**Exercise task**
Report every line of the records below that contains the string "hanging", matching case exactly.

**Listed records**
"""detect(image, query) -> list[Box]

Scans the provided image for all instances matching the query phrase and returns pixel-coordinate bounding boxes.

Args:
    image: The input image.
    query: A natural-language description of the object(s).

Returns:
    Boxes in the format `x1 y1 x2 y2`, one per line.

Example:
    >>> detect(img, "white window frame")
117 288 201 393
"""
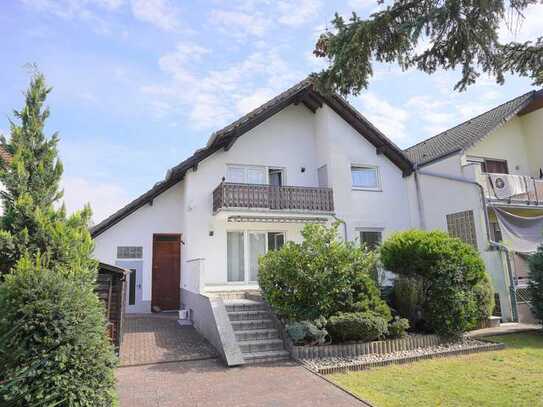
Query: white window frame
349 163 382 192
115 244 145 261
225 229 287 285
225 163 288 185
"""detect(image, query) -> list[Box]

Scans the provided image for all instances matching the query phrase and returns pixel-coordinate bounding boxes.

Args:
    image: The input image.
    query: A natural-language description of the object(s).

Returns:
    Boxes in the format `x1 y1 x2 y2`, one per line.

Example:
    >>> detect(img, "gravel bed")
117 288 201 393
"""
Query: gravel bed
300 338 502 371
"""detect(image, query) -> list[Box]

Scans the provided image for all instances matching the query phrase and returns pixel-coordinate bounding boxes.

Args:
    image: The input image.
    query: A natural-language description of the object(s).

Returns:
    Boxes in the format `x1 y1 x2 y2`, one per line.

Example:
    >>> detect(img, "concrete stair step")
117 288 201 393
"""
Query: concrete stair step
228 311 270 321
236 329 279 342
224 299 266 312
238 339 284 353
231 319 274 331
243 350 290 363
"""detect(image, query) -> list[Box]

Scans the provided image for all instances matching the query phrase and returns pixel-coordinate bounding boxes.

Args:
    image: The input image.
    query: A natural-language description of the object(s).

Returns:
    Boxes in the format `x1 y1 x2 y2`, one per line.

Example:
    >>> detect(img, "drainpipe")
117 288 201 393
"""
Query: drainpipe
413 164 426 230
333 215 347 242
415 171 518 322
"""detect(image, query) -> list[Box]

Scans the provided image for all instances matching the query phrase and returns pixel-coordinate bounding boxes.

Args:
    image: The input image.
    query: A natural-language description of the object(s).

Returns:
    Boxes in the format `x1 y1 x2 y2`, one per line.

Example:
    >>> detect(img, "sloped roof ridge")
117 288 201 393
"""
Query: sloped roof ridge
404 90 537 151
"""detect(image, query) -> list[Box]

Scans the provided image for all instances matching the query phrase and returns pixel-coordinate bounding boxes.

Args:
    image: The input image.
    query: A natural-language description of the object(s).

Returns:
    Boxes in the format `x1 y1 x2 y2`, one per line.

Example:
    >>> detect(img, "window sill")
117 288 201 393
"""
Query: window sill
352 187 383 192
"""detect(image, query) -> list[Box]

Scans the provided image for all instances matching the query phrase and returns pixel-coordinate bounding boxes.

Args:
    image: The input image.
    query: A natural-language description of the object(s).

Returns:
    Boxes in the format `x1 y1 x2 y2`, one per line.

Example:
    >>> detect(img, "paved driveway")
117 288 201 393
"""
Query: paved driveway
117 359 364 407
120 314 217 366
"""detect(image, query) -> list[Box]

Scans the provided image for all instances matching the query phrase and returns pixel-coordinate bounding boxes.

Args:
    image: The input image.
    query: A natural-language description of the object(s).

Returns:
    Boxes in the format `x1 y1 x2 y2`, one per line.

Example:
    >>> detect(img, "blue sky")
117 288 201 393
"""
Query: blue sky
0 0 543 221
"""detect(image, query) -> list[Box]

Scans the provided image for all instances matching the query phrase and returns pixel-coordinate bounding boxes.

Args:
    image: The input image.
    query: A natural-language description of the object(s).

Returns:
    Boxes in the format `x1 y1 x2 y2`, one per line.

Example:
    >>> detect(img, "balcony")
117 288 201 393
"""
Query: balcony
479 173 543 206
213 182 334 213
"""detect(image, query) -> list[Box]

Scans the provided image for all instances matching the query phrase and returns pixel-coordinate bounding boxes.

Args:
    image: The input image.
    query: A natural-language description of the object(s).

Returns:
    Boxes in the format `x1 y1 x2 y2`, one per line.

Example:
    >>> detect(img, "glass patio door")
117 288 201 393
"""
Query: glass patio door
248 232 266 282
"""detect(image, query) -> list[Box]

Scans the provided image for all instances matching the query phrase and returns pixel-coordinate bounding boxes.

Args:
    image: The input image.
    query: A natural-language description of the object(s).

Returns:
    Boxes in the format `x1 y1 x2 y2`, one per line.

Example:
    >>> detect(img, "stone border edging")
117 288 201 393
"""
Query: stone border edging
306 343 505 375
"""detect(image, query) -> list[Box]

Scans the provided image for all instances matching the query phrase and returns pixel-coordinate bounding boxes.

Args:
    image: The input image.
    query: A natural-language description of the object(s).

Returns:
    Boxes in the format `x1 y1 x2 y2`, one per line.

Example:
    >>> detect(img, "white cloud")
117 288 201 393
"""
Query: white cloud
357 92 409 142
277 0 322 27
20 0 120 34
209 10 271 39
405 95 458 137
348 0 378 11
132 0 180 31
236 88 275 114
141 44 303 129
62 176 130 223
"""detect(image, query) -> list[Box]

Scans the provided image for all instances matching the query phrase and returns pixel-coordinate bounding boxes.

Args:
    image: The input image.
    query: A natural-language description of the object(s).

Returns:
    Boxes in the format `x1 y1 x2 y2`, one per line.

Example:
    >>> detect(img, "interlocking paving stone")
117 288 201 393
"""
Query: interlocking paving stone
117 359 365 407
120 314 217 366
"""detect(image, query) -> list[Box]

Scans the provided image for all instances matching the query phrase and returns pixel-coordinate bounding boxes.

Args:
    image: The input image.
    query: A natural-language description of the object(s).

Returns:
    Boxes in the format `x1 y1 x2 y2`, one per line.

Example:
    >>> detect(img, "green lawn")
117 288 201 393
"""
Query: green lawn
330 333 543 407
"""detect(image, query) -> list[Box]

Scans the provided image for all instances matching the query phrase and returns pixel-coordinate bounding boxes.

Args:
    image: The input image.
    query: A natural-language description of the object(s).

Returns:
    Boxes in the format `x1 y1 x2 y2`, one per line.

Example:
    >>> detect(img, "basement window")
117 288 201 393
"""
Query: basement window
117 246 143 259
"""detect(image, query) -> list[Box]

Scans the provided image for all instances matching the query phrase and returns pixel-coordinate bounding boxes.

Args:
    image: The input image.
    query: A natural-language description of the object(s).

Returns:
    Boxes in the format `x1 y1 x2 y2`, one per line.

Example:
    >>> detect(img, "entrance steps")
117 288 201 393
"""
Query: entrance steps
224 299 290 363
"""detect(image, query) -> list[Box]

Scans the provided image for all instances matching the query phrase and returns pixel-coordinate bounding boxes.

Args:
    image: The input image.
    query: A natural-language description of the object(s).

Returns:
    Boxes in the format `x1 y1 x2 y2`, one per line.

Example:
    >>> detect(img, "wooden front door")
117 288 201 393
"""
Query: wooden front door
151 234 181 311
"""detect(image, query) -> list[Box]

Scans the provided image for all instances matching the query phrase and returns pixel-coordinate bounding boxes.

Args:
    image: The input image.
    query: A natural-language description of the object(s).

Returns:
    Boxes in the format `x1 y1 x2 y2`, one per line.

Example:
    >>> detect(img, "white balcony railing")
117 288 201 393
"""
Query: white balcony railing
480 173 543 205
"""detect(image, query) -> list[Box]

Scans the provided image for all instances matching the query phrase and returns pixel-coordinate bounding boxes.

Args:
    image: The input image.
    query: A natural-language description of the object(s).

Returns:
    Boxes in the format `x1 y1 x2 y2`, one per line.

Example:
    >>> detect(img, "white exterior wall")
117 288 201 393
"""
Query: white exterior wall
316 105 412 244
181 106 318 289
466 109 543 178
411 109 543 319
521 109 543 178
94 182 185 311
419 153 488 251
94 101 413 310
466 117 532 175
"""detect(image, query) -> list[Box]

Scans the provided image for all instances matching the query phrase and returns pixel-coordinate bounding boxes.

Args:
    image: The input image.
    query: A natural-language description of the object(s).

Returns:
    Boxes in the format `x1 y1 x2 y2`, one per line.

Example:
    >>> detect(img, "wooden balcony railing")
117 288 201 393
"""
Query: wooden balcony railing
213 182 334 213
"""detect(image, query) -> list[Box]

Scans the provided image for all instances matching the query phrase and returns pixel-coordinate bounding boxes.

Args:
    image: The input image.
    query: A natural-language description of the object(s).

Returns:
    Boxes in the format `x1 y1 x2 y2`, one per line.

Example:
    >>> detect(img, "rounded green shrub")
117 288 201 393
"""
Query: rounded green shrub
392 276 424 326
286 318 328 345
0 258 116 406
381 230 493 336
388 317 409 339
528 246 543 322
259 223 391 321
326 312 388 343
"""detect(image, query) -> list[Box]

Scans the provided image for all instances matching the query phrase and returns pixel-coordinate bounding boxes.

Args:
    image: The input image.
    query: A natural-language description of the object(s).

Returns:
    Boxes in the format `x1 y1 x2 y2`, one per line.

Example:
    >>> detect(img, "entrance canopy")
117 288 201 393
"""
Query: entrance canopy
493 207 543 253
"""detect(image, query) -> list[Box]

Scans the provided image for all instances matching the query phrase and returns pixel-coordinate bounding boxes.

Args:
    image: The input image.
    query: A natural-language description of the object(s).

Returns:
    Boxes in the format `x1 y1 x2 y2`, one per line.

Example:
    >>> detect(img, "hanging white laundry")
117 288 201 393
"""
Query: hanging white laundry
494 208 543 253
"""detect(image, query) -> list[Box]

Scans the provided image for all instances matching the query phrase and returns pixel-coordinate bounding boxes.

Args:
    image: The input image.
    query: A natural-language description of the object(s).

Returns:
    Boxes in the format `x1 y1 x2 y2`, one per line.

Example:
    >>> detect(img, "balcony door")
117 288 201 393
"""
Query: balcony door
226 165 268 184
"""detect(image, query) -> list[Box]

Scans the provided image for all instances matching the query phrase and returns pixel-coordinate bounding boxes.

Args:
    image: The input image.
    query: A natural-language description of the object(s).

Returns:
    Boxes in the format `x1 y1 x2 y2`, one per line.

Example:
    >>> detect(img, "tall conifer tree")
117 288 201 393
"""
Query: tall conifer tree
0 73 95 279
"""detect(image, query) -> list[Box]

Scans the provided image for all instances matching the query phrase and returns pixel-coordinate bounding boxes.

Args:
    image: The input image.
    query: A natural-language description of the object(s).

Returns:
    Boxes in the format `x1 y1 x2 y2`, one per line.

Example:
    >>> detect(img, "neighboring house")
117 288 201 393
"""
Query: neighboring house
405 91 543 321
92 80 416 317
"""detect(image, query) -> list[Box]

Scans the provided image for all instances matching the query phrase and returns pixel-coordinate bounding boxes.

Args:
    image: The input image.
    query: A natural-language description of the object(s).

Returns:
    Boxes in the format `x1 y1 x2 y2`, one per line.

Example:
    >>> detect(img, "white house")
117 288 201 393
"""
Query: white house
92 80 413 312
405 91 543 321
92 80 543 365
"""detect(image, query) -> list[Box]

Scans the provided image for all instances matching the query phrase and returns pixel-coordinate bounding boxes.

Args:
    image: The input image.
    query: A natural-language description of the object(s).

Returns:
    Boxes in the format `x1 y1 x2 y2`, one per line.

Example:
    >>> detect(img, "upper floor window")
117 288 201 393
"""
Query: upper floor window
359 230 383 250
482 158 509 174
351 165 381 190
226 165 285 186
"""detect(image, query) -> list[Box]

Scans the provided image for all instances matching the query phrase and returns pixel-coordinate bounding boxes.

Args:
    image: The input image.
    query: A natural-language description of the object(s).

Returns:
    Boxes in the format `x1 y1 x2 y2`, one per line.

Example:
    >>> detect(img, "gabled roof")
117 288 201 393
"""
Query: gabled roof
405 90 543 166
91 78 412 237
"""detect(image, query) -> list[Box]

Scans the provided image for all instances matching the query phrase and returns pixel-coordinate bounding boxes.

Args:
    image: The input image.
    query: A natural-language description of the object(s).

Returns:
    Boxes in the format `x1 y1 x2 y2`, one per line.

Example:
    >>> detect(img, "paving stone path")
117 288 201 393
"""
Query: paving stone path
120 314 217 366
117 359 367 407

**Expected answer**
    >>> detect(img, "hanging white laundry")
Query: hanging white laundry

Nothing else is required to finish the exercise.